Aim of the task: When you reach the line containing "Box the tall ornamental" in the records below, start copying exactly, and stop once you have copied the line containing "Box the green foliage. Expected output like 26".

Start of Provided entries

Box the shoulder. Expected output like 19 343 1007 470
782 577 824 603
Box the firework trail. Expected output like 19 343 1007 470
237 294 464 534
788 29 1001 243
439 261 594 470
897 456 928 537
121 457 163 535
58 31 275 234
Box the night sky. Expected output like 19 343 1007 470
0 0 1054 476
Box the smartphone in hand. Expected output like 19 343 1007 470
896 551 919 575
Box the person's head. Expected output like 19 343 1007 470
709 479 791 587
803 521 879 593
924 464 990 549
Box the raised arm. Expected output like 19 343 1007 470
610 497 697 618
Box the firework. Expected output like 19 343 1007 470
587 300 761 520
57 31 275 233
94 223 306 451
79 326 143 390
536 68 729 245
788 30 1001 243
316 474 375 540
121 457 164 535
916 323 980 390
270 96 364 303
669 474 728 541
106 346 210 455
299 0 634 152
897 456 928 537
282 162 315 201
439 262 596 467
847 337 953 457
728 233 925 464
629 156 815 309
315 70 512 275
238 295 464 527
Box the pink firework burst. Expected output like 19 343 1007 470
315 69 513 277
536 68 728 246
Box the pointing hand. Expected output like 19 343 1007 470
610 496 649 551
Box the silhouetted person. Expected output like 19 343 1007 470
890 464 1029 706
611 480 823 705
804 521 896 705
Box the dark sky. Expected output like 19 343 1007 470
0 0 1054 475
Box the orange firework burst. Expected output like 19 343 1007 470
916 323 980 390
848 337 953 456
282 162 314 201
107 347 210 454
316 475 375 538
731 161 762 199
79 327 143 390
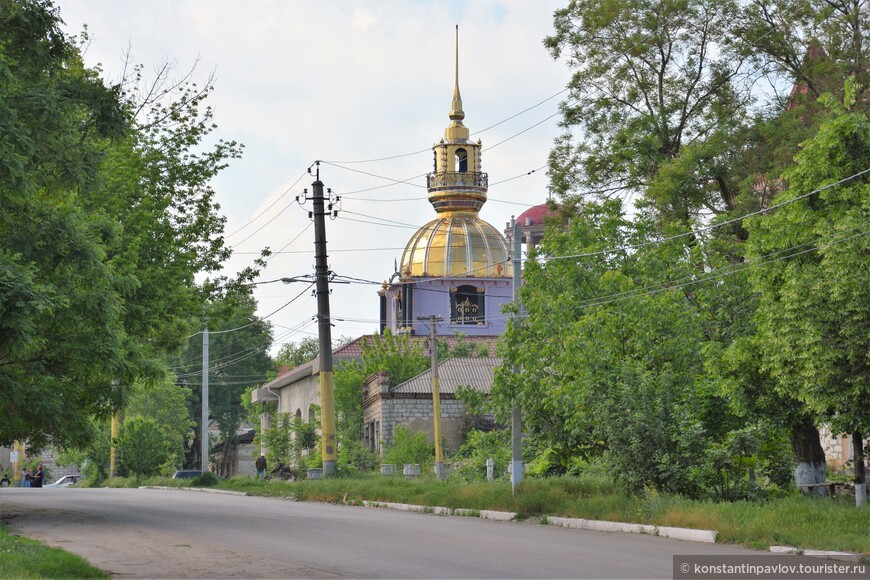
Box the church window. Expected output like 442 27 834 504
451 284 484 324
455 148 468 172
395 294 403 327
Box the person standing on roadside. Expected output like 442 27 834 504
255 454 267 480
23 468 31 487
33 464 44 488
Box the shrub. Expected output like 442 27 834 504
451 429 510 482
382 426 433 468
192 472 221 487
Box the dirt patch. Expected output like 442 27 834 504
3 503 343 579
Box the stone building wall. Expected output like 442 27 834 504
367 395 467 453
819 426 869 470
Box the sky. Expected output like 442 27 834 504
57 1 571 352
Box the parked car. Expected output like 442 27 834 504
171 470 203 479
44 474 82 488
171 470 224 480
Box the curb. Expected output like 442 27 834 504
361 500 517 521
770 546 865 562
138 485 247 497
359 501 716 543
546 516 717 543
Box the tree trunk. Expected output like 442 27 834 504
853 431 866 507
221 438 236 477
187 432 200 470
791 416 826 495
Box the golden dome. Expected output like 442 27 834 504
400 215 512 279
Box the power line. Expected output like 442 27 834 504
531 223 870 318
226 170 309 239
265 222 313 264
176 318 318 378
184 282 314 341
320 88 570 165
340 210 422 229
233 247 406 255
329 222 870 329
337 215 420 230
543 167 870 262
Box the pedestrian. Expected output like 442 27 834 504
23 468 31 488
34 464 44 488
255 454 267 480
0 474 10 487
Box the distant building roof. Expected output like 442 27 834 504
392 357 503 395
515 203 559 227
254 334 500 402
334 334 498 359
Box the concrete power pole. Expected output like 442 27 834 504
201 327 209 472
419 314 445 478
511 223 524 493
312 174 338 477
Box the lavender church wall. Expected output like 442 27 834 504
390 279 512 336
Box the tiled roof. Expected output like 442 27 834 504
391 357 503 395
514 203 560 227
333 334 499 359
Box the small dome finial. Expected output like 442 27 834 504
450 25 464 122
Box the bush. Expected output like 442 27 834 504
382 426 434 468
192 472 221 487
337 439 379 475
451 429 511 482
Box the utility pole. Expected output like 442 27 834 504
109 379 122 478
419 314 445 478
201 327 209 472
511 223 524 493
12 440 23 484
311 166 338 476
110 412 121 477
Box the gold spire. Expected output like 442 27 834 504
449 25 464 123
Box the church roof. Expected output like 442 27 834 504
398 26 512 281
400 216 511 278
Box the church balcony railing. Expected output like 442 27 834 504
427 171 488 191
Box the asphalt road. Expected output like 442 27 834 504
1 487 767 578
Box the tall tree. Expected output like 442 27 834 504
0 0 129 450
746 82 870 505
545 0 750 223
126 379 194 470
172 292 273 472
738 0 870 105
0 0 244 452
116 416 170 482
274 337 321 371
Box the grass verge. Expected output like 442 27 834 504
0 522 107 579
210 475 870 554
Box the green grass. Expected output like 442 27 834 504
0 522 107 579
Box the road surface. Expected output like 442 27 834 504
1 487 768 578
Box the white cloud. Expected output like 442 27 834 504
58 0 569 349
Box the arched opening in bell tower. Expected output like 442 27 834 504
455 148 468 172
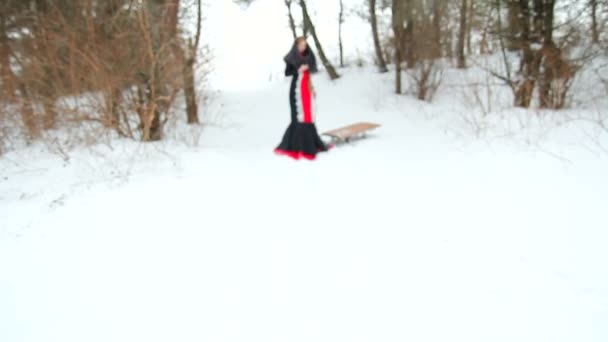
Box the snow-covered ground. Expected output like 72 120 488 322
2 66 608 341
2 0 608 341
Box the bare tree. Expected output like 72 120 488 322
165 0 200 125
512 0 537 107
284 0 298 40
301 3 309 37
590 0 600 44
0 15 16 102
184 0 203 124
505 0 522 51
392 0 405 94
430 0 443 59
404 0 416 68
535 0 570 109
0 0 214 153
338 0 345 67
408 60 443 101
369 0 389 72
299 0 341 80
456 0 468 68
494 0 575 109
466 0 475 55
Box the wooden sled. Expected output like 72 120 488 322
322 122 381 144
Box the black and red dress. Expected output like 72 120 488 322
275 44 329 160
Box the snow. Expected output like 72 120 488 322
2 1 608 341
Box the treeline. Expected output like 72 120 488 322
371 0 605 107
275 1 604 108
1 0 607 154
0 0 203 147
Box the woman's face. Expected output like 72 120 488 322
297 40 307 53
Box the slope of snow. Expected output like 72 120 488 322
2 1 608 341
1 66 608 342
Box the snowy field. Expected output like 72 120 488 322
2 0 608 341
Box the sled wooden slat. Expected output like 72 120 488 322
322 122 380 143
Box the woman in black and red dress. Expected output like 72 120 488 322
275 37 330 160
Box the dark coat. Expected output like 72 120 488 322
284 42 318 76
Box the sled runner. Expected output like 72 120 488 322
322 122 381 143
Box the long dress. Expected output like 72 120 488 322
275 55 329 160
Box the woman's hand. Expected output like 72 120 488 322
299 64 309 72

End of Provided entries
Start of Provided entries

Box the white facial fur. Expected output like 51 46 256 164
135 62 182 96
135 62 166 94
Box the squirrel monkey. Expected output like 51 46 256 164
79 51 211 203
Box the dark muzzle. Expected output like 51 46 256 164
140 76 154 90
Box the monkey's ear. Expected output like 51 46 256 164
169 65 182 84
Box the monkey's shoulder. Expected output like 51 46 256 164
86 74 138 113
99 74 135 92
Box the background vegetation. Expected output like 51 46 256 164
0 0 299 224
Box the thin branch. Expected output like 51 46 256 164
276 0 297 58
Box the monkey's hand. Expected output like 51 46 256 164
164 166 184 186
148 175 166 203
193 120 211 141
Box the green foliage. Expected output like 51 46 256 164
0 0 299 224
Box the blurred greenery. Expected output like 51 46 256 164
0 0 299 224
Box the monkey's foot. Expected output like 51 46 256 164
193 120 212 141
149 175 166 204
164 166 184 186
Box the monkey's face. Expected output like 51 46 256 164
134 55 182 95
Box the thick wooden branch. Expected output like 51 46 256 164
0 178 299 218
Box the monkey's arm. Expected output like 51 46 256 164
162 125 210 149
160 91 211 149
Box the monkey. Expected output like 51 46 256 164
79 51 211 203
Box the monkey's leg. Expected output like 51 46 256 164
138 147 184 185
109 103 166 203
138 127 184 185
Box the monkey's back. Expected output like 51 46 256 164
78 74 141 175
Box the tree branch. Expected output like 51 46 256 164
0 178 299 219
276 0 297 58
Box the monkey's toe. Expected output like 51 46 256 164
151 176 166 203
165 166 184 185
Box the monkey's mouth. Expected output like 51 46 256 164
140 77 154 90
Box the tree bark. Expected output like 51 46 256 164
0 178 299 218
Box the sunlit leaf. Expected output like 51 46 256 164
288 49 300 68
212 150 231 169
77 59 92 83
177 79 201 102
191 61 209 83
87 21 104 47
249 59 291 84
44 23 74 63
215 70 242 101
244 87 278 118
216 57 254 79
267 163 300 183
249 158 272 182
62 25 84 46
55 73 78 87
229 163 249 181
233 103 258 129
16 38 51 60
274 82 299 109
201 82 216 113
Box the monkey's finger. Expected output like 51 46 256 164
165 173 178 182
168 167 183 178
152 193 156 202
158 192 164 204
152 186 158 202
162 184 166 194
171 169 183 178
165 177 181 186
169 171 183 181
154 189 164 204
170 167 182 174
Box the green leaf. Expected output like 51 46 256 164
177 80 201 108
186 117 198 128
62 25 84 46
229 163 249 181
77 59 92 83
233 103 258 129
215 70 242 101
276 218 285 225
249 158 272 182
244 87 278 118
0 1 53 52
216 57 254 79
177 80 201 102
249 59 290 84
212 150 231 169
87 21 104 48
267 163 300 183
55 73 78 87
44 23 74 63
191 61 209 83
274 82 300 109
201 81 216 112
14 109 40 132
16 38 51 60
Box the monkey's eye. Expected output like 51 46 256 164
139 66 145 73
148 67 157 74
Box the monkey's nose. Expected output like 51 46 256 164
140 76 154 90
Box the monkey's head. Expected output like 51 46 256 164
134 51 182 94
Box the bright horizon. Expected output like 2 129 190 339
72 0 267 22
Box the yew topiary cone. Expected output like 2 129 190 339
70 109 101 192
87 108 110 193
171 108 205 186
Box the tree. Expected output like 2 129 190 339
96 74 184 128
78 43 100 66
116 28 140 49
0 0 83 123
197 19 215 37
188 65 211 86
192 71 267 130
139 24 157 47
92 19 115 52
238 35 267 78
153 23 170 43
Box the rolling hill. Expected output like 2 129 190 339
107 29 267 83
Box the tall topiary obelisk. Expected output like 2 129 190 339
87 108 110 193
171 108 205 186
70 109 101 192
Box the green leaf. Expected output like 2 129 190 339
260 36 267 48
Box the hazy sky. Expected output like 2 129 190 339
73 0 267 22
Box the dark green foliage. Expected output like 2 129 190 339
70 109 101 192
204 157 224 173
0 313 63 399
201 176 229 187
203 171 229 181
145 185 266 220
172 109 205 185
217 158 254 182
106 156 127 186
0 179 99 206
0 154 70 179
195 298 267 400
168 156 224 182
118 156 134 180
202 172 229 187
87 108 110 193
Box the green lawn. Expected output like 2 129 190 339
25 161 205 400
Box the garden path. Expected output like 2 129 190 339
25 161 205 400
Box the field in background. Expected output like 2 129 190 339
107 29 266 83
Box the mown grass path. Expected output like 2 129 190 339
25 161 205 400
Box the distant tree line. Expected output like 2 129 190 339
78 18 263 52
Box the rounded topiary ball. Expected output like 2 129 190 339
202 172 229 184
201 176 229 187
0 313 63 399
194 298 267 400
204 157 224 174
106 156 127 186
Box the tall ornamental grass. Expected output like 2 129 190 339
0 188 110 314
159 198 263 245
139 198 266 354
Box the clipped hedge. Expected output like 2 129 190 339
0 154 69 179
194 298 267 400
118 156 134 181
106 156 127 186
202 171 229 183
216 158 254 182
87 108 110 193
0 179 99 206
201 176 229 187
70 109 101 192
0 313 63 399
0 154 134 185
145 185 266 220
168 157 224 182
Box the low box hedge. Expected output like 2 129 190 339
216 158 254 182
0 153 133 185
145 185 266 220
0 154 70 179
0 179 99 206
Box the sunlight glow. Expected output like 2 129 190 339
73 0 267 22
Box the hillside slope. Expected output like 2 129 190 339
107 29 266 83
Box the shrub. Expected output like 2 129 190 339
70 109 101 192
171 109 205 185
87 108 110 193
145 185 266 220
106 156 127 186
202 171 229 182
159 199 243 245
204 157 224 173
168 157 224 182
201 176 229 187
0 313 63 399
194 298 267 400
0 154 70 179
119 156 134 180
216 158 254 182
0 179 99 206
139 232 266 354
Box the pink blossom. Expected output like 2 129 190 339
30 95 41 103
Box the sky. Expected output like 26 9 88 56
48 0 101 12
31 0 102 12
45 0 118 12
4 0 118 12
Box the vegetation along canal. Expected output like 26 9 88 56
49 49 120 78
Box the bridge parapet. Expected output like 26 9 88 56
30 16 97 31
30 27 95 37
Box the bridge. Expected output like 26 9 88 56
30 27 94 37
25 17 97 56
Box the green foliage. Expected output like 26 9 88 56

End of Provided entries

Answer box:
Box the tall ornamental grass. Expected output like 2 129 190 339
0 188 110 314
159 198 263 245
139 198 266 354
Box the clipped hedge. Expected output like 2 129 190 339
0 154 69 179
194 298 267 400
118 156 134 181
106 156 127 186
202 171 229 183
216 158 254 182
87 108 110 193
0 179 99 206
201 176 229 187
70 109 101 192
0 313 63 399
0 154 134 185
145 185 266 220
168 157 224 182
Box the low box hedge. Expected output like 2 129 190 339
216 158 254 182
0 153 133 185
145 185 266 220
0 154 70 179
0 179 99 206
Box the sunlight glow. Expected output like 2 129 190 339
73 0 267 22
Box the hillside slope. Expected output like 2 129 190 339
107 29 266 83
Box the shrub. Expected output like 2 129 190 339
70 109 101 192
171 109 205 185
87 108 110 193
145 185 266 220
106 156 127 186
202 171 229 182
159 199 243 245
204 157 224 173
168 157 224 182
201 176 229 187
0 313 63 399
194 298 267 400
0 154 70 179
119 156 134 180
216 158 254 182
0 179 99 206
139 232 266 354
Box the pink blossom. Expected output like 2 129 190 339
30 95 41 103
Box the sky. Expected output like 26 9 88 56
48 0 101 12
31 0 102 12
45 0 118 12
4 0 118 12
Box the vegetation along canal. Expected output like 26 9 88 56
49 49 120 78
Box the bridge parapet. Expected output like 26 9 88 56
30 16 97 31
30 27 95 37
Box the bridge. Expected output like 26 9 88 56
30 27 94 37
25 17 97 56
Box the green foliage. Expected output like 26 9 88 56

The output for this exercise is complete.